**Text passage**.
====

BGB, please see my answer to shaun. In short:

_ I'm not looking for stack-based languages. I want a Lisp which got
rid of (most of the) the parens by using fixed arity and types,
without any loss of genericity, homoiconicity or other desirable
features. REBOL does just that, but it's not so good regarding
performance, the type system, etc.

_ I *hate* infix notation. It can only make sense where everything has
arity 3, like in RDF.

_ Matching parens is a non-issue. Just use Paredit or similar ;)

_ Umm, "whitespace sensitive" sounds a bit dangerous. I have enough
with Python :p

Thanks for your input.

Best,

 -Martin


On Thu, Mar 15, 2012 at 6:54 PM, BGB <[email protected]> wrote:
> On 3/15/2012 9:21 AM, Martin Baldan wrote:
>>
>> I have a little off-topic question.
>> Why are there so few programming languages with true Polish syntax? I
>> mean, prefix notation, fixed arity, no parens (except, maybe, for
>> lists, sequences or similar). And of course, higher order functions.
>> The only example I can think of is REBOL, but it has other features I
>> don't like so much, or at least are not essential to the idea. Now
>> there are some open-source clones, such as Boron, and now Red, but
>> what about very different languages with the same concept?
>>
>> I like pure Polish notation because it seems as conceptually elegant
>> as Lisp notation, but much closer to the way spoken language works.
>> Why is it that this simple idea is so often conflated with ugly or
>> superfluous features such as native support for infix notation, or a
>> complex type system?
>
>
> because, maybe?...
> harder to parse than Reverse-Polish;
> less generic than S-Expressions;
> less familiar than more common syntax styles;
> ...

====

**Stored data**.

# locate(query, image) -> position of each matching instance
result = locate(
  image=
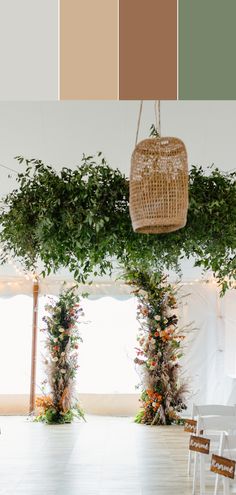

====

**What you need to do**.
(a) In the email about Polish notation, return the text from "BGB, please see" up to and including "like in RDF.".
(b) Condense the paragraph of the email about Polish notation that begins "I like pure Polish notation because" into a shorter version that keeps its main facts.
(c) Answer these questions from the email about Polish notation:
(i) What tool is suggested for matching parens?
(ii) What two open-source clones of REBOL are named?
(iii) According to BGB's reply, what is Polish notation harder to parse than?

**Answers to each task**.
(a)
BGB, please see my answer to shaun. In short:

_ I'm not looking for stack-based languages. I want a Lisp which got
rid of (most of the) the parens by using fixed arity and types,
without any loss of genericity, homoiconicity or other desirable
features. REBOL does just that, but it's not so good regarding
performance, the type system, etc.

_ I *hate* infix notation. It can only make sense where everything has
arity 3, like in RDF.

(b) Pure Polish notation appeals to the writer because it seems as conceptually elegant as Lisp notation but much closer to how spoken language works. The writer asks why this simple idea is so often mixed with ugly or superfluous features, such as native support for infix notation or a complex type system.

(c)
(i) Paredit, or something similar.
(ii) Boron and Red.
(iii) Reverse-Polish.